(Stored data entries)
--- START ---

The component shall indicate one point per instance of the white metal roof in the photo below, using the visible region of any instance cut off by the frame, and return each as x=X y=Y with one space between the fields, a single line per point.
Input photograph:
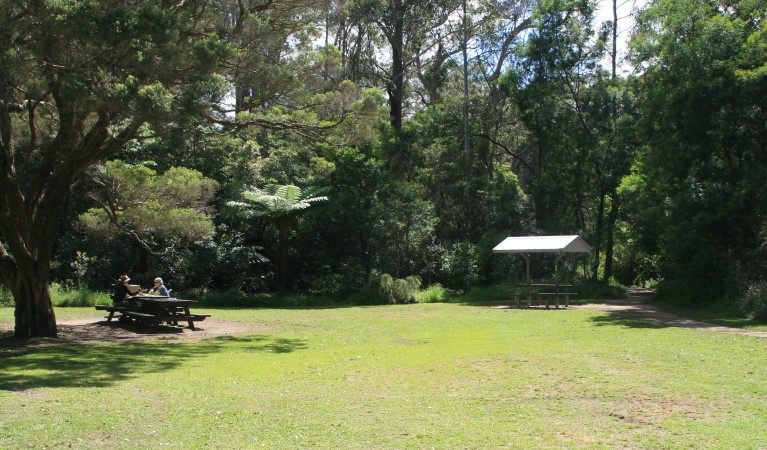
x=543 y=244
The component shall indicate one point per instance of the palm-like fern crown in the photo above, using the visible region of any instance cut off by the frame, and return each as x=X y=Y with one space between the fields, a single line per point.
x=280 y=200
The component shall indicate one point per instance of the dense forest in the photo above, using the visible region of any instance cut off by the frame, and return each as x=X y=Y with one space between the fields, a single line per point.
x=262 y=145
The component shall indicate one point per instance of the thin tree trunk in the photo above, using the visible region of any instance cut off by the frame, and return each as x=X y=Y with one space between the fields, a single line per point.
x=34 y=309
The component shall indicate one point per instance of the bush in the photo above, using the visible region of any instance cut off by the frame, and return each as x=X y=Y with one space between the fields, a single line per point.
x=436 y=293
x=66 y=296
x=753 y=302
x=6 y=299
x=387 y=289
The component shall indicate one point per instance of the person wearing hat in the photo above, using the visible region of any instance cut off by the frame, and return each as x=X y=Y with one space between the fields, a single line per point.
x=159 y=288
x=121 y=291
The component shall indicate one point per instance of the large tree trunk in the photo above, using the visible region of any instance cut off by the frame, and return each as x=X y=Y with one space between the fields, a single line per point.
x=34 y=310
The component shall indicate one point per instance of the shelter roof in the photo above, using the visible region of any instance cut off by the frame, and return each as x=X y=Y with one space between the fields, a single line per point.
x=543 y=244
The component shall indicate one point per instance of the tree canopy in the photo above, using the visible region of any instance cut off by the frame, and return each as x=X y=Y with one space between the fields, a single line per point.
x=438 y=128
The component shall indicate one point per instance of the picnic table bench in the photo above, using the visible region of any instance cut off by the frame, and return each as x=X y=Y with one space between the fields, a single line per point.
x=532 y=290
x=154 y=310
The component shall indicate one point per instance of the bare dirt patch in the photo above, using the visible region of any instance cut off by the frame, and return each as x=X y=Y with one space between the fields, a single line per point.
x=636 y=307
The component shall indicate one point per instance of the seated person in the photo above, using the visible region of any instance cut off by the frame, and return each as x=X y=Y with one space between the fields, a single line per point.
x=159 y=288
x=121 y=290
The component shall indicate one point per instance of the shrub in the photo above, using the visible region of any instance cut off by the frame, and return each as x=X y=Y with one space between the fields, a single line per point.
x=386 y=289
x=436 y=293
x=68 y=296
x=6 y=299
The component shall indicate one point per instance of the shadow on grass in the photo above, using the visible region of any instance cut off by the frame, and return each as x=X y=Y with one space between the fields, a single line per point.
x=103 y=365
x=622 y=320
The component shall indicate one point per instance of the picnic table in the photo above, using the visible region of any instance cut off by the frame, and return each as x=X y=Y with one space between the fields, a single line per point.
x=545 y=291
x=153 y=310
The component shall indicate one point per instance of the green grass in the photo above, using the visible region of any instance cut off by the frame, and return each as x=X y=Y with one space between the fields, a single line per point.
x=407 y=376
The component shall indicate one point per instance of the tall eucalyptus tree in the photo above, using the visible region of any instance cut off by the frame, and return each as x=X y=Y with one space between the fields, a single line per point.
x=77 y=81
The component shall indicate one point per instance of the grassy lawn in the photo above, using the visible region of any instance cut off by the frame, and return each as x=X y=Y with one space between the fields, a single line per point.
x=411 y=376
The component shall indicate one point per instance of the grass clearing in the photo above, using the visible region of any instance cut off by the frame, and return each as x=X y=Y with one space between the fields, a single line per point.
x=406 y=376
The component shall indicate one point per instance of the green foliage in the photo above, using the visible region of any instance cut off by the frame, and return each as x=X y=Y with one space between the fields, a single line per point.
x=753 y=302
x=6 y=298
x=436 y=293
x=76 y=296
x=702 y=168
x=139 y=201
x=393 y=290
x=279 y=201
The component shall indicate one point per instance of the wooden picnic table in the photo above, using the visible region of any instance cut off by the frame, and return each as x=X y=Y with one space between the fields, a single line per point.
x=544 y=290
x=153 y=310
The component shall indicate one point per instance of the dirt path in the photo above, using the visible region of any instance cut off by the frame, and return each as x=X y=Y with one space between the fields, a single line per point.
x=636 y=307
x=88 y=330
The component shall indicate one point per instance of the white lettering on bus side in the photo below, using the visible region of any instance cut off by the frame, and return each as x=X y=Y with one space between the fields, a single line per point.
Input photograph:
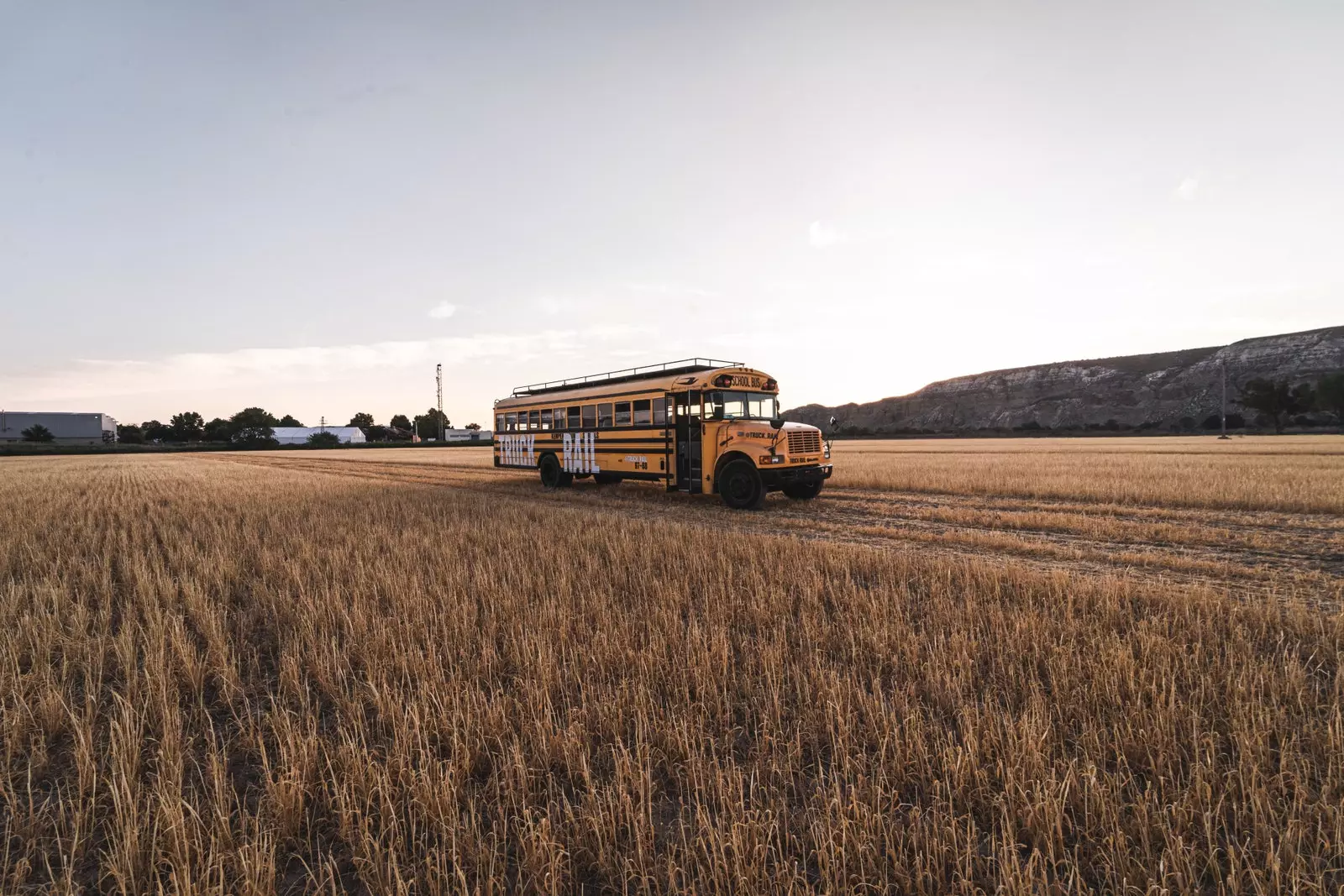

--- END ---

**Goal of the exercise:** The result is a copy of every line above where the word "white" shows up.

**Response area:**
The component shall indicate one point per instance of the white metal roof in the photo below, using the visible region of any instance cut off by the frame, and return each as x=X y=Y with one space between the fields, a single line per point.
The component shall indicate one point per instance of the white lettering on bus side in the photo below, using the visible region of any instance cut off by the frame, and return each as x=X y=Y with one space between the fields, a single line per point.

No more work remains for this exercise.